"""

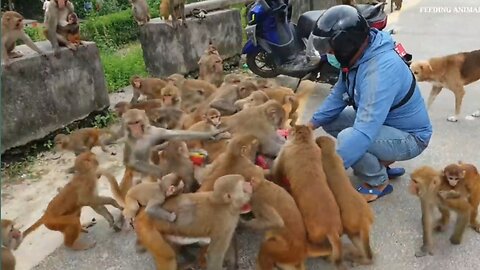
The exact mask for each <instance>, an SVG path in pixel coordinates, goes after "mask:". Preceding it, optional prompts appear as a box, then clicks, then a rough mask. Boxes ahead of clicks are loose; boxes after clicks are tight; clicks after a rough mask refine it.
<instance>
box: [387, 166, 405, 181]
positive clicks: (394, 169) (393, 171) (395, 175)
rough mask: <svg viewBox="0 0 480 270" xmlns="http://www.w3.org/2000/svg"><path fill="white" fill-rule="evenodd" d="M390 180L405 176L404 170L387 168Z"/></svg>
mask: <svg viewBox="0 0 480 270" xmlns="http://www.w3.org/2000/svg"><path fill="white" fill-rule="evenodd" d="M387 174H388V179H394V178H397V177H400V176H402V175H404V174H405V169H404V168H390V167H389V166H387Z"/></svg>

"""

» **What this task involves**
Repeat, word for word, every line from the line that contains "box: [387, 166, 405, 181]" to the end of the entries; include both of those lines and no others.

» **Solution**
box: [387, 166, 405, 181]
positive clicks: (394, 169) (393, 171) (395, 175)
rough mask: <svg viewBox="0 0 480 270" xmlns="http://www.w3.org/2000/svg"><path fill="white" fill-rule="evenodd" d="M390 180L405 176L404 170L387 168Z"/></svg>
mask: <svg viewBox="0 0 480 270" xmlns="http://www.w3.org/2000/svg"><path fill="white" fill-rule="evenodd" d="M387 174H388V179H394V178H397V177H400V176H402V175H404V174H405V169H404V168H390V167H389V166H387Z"/></svg>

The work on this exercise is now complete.